Work instructions =
When you copy the data that follows, reproduce every word exactly and leave out the images.

· · · ·

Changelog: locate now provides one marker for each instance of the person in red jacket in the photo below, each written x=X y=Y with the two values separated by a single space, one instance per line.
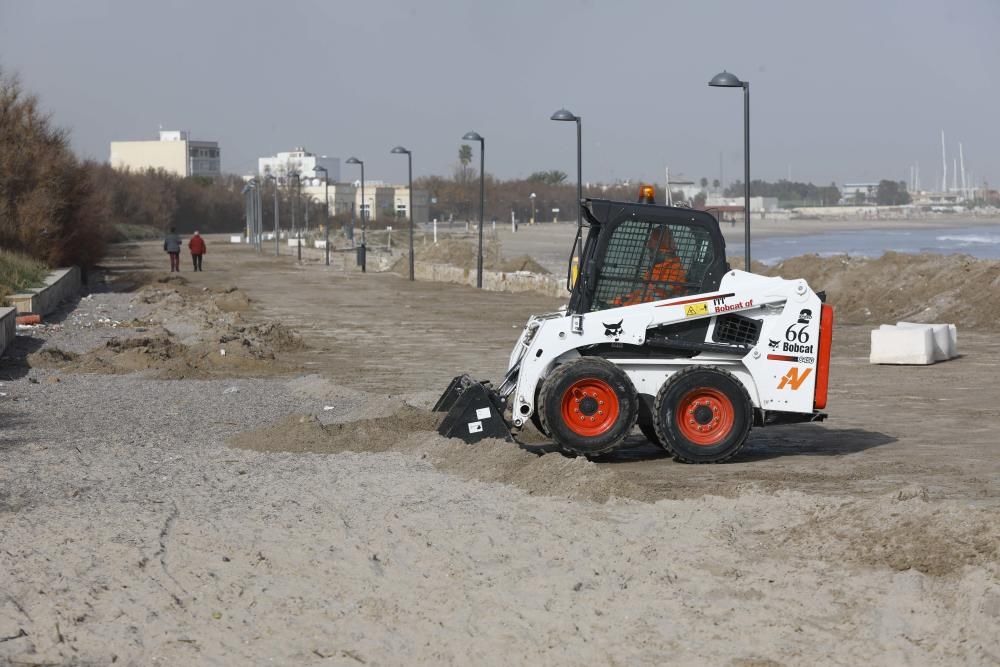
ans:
x=197 y=245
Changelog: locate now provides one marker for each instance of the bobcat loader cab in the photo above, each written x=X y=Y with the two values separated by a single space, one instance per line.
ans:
x=661 y=332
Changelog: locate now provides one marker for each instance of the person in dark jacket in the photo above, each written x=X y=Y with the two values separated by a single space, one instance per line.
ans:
x=172 y=245
x=197 y=245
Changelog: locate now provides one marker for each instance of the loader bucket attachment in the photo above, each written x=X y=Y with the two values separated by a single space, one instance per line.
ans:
x=474 y=410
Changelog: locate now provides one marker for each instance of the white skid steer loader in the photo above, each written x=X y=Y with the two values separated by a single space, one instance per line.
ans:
x=659 y=331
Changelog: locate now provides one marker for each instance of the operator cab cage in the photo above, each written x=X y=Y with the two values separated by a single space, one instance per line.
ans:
x=636 y=253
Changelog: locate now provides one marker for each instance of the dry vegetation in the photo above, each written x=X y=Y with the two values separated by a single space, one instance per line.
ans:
x=62 y=211
x=18 y=272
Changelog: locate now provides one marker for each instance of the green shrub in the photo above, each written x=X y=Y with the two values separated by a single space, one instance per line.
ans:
x=18 y=272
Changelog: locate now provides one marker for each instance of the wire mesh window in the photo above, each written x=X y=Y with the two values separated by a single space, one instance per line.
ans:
x=652 y=261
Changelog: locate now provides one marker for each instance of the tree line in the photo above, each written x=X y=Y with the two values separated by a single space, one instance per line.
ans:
x=63 y=211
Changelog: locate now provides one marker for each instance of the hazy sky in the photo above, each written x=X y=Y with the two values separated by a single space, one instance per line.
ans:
x=842 y=90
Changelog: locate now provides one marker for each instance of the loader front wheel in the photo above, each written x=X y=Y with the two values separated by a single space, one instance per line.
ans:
x=588 y=406
x=704 y=414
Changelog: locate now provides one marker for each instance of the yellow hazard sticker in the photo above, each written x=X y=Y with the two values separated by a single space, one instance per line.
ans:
x=696 y=309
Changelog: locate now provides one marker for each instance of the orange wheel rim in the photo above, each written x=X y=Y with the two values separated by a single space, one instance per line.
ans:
x=590 y=407
x=705 y=416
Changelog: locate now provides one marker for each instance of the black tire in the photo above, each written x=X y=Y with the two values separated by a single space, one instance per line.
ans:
x=647 y=420
x=598 y=393
x=717 y=420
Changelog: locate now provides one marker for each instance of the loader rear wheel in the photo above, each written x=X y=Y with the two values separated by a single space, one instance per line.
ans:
x=704 y=414
x=588 y=406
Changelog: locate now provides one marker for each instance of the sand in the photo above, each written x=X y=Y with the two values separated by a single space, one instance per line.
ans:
x=302 y=510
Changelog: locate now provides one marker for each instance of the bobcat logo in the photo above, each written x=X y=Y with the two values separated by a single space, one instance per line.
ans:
x=614 y=329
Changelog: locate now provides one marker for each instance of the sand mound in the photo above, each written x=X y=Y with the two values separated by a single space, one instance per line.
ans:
x=413 y=431
x=923 y=288
x=522 y=263
x=462 y=254
x=51 y=357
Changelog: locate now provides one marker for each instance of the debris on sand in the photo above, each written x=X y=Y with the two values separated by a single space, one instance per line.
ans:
x=51 y=357
x=412 y=430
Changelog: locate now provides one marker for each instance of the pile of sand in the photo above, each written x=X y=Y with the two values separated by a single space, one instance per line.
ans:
x=896 y=286
x=412 y=430
x=462 y=254
x=226 y=345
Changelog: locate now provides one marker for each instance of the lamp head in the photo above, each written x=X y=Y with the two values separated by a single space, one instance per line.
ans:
x=725 y=79
x=564 y=114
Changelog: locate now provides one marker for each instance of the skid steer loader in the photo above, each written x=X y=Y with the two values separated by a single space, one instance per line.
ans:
x=661 y=332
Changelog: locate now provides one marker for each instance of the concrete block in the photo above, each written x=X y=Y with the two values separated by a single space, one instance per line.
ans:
x=945 y=336
x=902 y=345
x=60 y=285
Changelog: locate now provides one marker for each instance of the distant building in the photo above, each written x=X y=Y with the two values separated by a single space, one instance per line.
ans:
x=299 y=161
x=858 y=193
x=381 y=200
x=174 y=153
x=757 y=204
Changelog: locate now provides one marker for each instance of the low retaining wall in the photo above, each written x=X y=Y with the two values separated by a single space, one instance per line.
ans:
x=8 y=327
x=60 y=285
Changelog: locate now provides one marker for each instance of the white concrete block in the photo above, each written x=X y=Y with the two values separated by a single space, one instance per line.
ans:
x=896 y=345
x=944 y=346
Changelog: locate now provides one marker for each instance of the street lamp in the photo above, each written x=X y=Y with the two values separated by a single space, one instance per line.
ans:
x=295 y=205
x=277 y=235
x=728 y=80
x=326 y=198
x=364 y=212
x=475 y=136
x=563 y=114
x=399 y=150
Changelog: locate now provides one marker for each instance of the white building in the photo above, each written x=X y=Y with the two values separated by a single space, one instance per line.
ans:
x=299 y=161
x=757 y=204
x=381 y=200
x=174 y=153
x=853 y=193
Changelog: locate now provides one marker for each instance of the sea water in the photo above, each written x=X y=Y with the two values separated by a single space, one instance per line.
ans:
x=981 y=242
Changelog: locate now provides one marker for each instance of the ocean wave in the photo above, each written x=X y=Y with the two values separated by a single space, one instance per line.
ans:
x=971 y=239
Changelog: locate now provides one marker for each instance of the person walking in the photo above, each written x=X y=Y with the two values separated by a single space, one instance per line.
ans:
x=172 y=245
x=197 y=245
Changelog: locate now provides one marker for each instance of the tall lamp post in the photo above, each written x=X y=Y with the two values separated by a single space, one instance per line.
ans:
x=475 y=136
x=326 y=199
x=364 y=212
x=399 y=150
x=563 y=114
x=277 y=241
x=728 y=80
x=295 y=205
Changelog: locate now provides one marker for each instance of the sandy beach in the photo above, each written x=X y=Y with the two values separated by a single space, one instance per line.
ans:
x=289 y=502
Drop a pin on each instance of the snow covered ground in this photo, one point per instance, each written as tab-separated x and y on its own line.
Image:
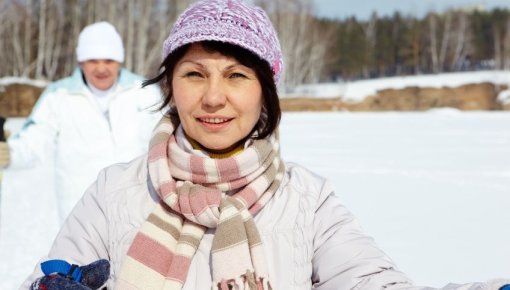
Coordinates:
432	188
356	91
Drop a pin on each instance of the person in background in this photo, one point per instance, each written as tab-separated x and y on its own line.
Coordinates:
212	205
98	116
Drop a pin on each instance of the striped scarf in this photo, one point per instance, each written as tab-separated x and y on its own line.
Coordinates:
193	199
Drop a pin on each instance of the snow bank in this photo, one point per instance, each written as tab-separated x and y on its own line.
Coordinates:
19	80
356	91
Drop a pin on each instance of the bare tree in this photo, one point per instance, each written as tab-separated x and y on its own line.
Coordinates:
41	40
461	41
304	43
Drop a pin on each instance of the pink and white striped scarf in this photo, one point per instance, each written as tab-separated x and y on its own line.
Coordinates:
193	198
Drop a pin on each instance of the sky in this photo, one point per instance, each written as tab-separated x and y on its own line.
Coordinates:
363	8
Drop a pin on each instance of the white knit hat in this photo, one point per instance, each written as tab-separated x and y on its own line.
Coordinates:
100	41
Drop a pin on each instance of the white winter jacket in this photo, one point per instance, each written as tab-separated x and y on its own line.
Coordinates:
68	122
311	240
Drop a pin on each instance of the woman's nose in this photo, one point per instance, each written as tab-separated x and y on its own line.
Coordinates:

· · · ·

Result of the exercise =
Changelog: locate now provides one marker for each instance of the person in red jacket in the photo below, each written x=X y=Y with the two values separated by a single space, one instance per line.
ans:
x=197 y=245
Changelog: locate now provides one marker for each instance of the bobcat loader cab in the photo above, each written x=X y=Y with the two values separated by a single space, one instance per line.
ans:
x=661 y=332
Changelog: locate now provides one marker for each instance of the person in dark jacket in the photo above, each written x=X y=Y with the two values separated by a single space, one instance per line.
ans:
x=172 y=245
x=197 y=245
Changelog: locate now provides one marker for each instance of the loader bucket attachment in the photo above, each written x=X y=Y with the two values separated by a single space, one instance per line.
ans:
x=474 y=410
Changelog: locate now provides one marker for each instance of the white skid steer loader in the photo above, each written x=X y=Y with the two values separated by a single space, one instance per line.
ans:
x=659 y=331
Changelog: locate now provides one marker for each instance of the operator cab cage in the photo above, each written x=X y=Y with the two values separated by a single space, one instance per line.
ans:
x=636 y=253
Changelog: locate now provides one marker for each instance of the dry vegetation in the photo above, each written x=X y=Y with the two values separated by a single space, one instance per line.
ans:
x=62 y=211
x=18 y=272
Changelog: locate now provides one marker for each instance of the green shrub in the photo above, each written x=X y=Y with the two values separated by a single space, one instance per line.
ans:
x=18 y=272
Changelog: locate now provides one marker for each instance of the wire mesh window in the photo above, each written x=X y=Y with the two values separated by a single space, one instance per line.
ans:
x=652 y=261
Changelog: locate now provides one marker for each instance of the tree line in the photo above, each written x=X y=Y with the two values separated by a single space, one instance per line.
ans:
x=63 y=211
Changelog: locate now provides one marker for each instance of the hazy sky in the photo above, each written x=X y=Y with the two values separated by a single space, one instance per line.
ans:
x=842 y=90
Changelog: locate now provides one marker for each instance of the loader front wheel in the photo above, each written x=X y=Y with the two values separated by a single space, one instance per line.
ans:
x=588 y=406
x=704 y=414
Changelog: locate now provides one marker for each instance of the yellow hazard sticker in the photo above, each written x=X y=Y with the two values separated by a single space, one instance per line.
ans:
x=696 y=309
Changelog: locate now provides one marker for each instance of the orange wheel rim in the photo above, each written x=X y=Y with the two values separated by a single space, one instance per line.
ans:
x=590 y=407
x=705 y=416
Changelog: locate now provides one marker for each instance of the black tire in the photo above, each written x=X y=Y with the two values separated by a single space, one instance per line.
ans:
x=647 y=420
x=598 y=393
x=717 y=420
Changelog: locate now provides one marker for each instance of the loader rear wheel in the photo above, each written x=X y=Y with the two values separated by a single space, one instance per line.
ans:
x=704 y=414
x=588 y=406
Changelog: locate now provides one marker for each instance of the sand in the photo above, each written x=X y=Y with the two values separated by a single space, one instance per line.
ans:
x=302 y=510
Changelog: locate now provides one marker for each instance of the bobcat logo in the photo above, each written x=X y=Y with the two values separated by a single space, one instance per line.
ans:
x=614 y=329
Changelog: locate now provides one marker for each instance of the sand mound in the photo above, each written x=X y=Y with the two values separated by a single space, one instance per line.
ans:
x=413 y=431
x=923 y=288
x=522 y=263
x=462 y=254
x=51 y=357
Changelog: locate now provides one marker for each instance of the debris on sand in the photo above, each written x=X y=Y with the two values separated by a single space, one instance per line.
ans:
x=51 y=357
x=412 y=430
Changelog: locate now provides one marker for each instance of the pile of sand in the photo above, each written x=X y=Y with the two values separated by a single space, one instance per line.
ans:
x=896 y=286
x=412 y=430
x=462 y=254
x=226 y=345
Changelog: locate now provides one marker for each instance of the lamp head in the photo above, each written x=X y=Y with the two values separated by a single space, one instance per line.
ans:
x=725 y=79
x=564 y=114
Changelog: locate now provides one marker for each instance of the skid steer loader in the photo above, each written x=X y=Y with the two values separated by a single space, one instance per line.
ans:
x=661 y=332
Changelog: locate now provides one marker for each instance of the concrete block in the photo above, each written x=X y=Y with the two values separated by a single space, one instance per line.
ans:
x=945 y=336
x=902 y=345
x=60 y=285
Changelog: locate now provides one marker for each instance of the distant building in the photo above, each written x=X y=Y with the two values separated by a single space, one instance per line.
ans:
x=299 y=161
x=858 y=193
x=381 y=200
x=174 y=153
x=757 y=204
Changelog: locate now provides one marker for each instance of the low retaining wall in the photo above, each written x=X y=Y with the two values separated by a single space, one instance per line.
ans:
x=8 y=327
x=60 y=285
Changelog: locate now provides one marker for each instance of the white concrete block in the photo above, each written x=X y=Y with the two values separated by a single space, one instance per line.
ans:
x=896 y=345
x=944 y=346
Changelog: locate now provides one marker for each instance of the street lamp in the photo above, each written x=X y=Y with the two values separated by a single space, one instance per line.
ans:
x=295 y=205
x=277 y=235
x=728 y=80
x=326 y=198
x=364 y=212
x=475 y=136
x=563 y=114
x=399 y=150
Changelog: locate now provides one marker for each instance of the white building in the photo above, each written x=X y=Y with the two values separated by a single space, one instance per line.
ans:
x=299 y=161
x=757 y=204
x=381 y=200
x=174 y=153
x=853 y=193
Changelog: locate now provides one marker for each instance of the sea water in the photo above, each written x=X y=Y with the two values separated by a single space, one instance per line.
ans:
x=981 y=242
Changelog: locate now provides one marker for each instance of the ocean wave in the photo above, each written x=X y=Y with the two values separated by a single space, one instance per line.
ans:
x=971 y=239
Changelog: locate now provides one marker for each instance of the person walking in the photo above, each written x=X y=Y with the two values separated by a single space, one instance per line.
ans:
x=172 y=245
x=197 y=245
Changelog: locate now provides one marker for each instance of the tall lamp post in the photo above, each written x=X y=Y with the two values separated by a single space, one instance per line.
ans:
x=475 y=136
x=326 y=199
x=364 y=212
x=399 y=150
x=563 y=114
x=277 y=241
x=728 y=80
x=295 y=205
Changelog: locate now provides one marker for each instance of the sandy beach in the photo above, each written x=X y=Y with the two values separated by a single space, one instance per line.
ans:
x=289 y=502
Drop a pin on each instance of the snow covered ground in this photo, one point per instance, each written as tab-separated x and y on its own line.
Image:
Coordinates:
432	188
356	91
Drop a pin on each instance of the person in background in this photo, one point per instance, each written as tab-separated x and y on its own line.
Coordinates:
212	205
98	116
Drop a pin on each instance of the striped scarf in this photo, one point per instance, each written as tab-separated x and y on its own line.
Coordinates:
193	199
Drop a pin on each instance of the snow bank in this photo, one point per instance, each written as tab-separated x and y on its own line.
Coordinates:
19	80
356	91
Drop a pin on each instance of the bare tree in this photo, one point per instance, each written as tab-separated x and y on its own line.
Coordinates:
41	40
461	41
304	43
Drop a pin on each instance of the pink and white striped scarf in this photo, one point per instance, each written as tab-separated x and y on its own line.
Coordinates:
193	198
Drop a pin on each instance of the sky in this photo, one point per instance, each written as tab-separated x and y on its own line.
Coordinates:
363	8
Drop a pin on each instance of the white knit hat in this photo, one point per instance, each written as tab-separated x and y on its own line.
Coordinates:
100	41
Drop a pin on each instance of the white winter jacket in this photo, one point per instance, each written as tab-separated x and y on its own line.
Coordinates:
68	122
311	240
Drop a pin on each instance of the woman's nose in this photo, one point per instance, each written as tab-separated x and y on its own line.
Coordinates:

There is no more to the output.